-------- TEXTE SOURCE

Après avoir réalisé maints vidéoclips, dont plusieurs pour The Weeknd, ainsi que pour Lorde et Ariana Grande, Grant Singer signe avec Reptile, qu’il a également coscénarisé, son premier long métrage.

« Benjamin Brewer et moi avons écrit le scénario et l’avons proposé à la productrice Molly Smith, qui l’a montré à Benicio Del Toro, avec qui elle a collaboré sur Sicario et sa suite », explique Grant Singer lors d’un entretien qui s’est tenu pendant le Festival international du film de Toronto.

Fille du fondateur milliardaire de FedEx, Molly Smith a notamment coproduit, outre Sicario, de Denis Villeneuve, The Good Lie (Le beau mensonge), de Philippe Falardeau, Demolition (Démolition), de Jean-Marc Vallée, et La La Land (Pour l’amour d’Hollywood) de Damien Chazelle.

« Benicio, c’était notre rêve pour jouer Tom, mais on n’y croyait pas. Sauf qu’il a dit oui. Je n’exagère pas en disant que de collaborer avec lui, ça a changé ma vie. »

Mémorable évidemment dans Sicario mais aussi dans Traffic (Trafic) et Che, de Steven Soderbergh, Benicio Del Toro compose dans Reptile un fabuleux personnage de flic, tout en nuances, en regards et en silences. Son Tom est un homme buté non seulement dans sa volonté de trouver le ou la coupable, mais aussi dans son éthique professionnelle.

Benicio, c’était notre rêve pour jouer Tom, mais on n’y croyait pas. Sauf qu’il a dit oui. Je n’exagère pas en disant que de collaborer avec lui, ça a changé ma vie.

Laquelle éthique, apprendra-t-on, lui a causé des ennuis dans le passé, alors qu’il travaillait dans une autre ville.

À la Maigret

 

On suit ainsi Tom au gré de son enquête, tant pendant ses heures de travail qu’après celles-ci, à la maison (en pleines rénovations), avec sa conjointe Judy, qu’incarne Alicia Silverstone. À l’écran, les covedettes affichent une complicité palpable, du genre de celles qui vous collent un sourire sur le visage, parce que ces deux-là ont réellement l’air bien ensemble.

On croit à ce couple de longue date qui, hormis un amour encore évident, dégage ce côté « meilleurs amis » acquis au fil de longues années pas forcément toutes roses. À ce propos, il faut savoir que Benicio Del Toro et Alicia Silverstone se sont jadis donné la réplique dans la comédie policière Excess Baggage (Coquines à l’excès, de Marco Brambilla ; 1997).

« Cette magie-là était perceptible dans chacune de leurs scènes », opine Grant Singer.

----------------

Recopiez à l’identique le passage de l’article sur le film Reptile, depuis « On suit ainsi » jusqu’à « l’air bien ensemble. » inclus.

-------- DONNÉES EXTRAITES

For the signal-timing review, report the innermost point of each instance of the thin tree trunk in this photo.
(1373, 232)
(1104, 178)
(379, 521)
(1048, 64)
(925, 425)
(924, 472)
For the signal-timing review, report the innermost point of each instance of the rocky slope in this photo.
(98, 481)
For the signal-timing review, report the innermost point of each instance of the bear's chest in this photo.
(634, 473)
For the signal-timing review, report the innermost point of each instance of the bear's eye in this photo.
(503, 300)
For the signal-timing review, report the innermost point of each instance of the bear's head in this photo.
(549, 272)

----------------
-------- DONNÉES EXTRAITES

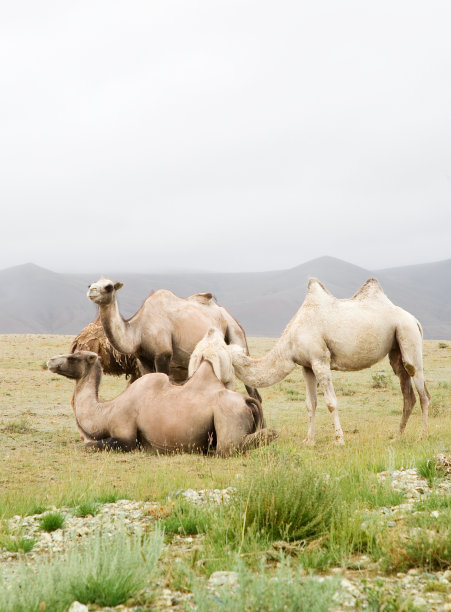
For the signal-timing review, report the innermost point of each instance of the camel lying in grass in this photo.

----------------

RÉPONSE ATTENDUE:
On suit ainsi Tom au gré de son enquête, tant pendant ses heures de travail qu’après celles-ci, à la maison (en pleines rénovations), avec sa conjointe Judy, qu’incarne Alicia Silverstone. À l’écran, les covedettes affichent une complicité palpable, du genre de celles qui vous collent un sourire sur le visage, parce que ces deux-là ont réellement l’air bien ensemble.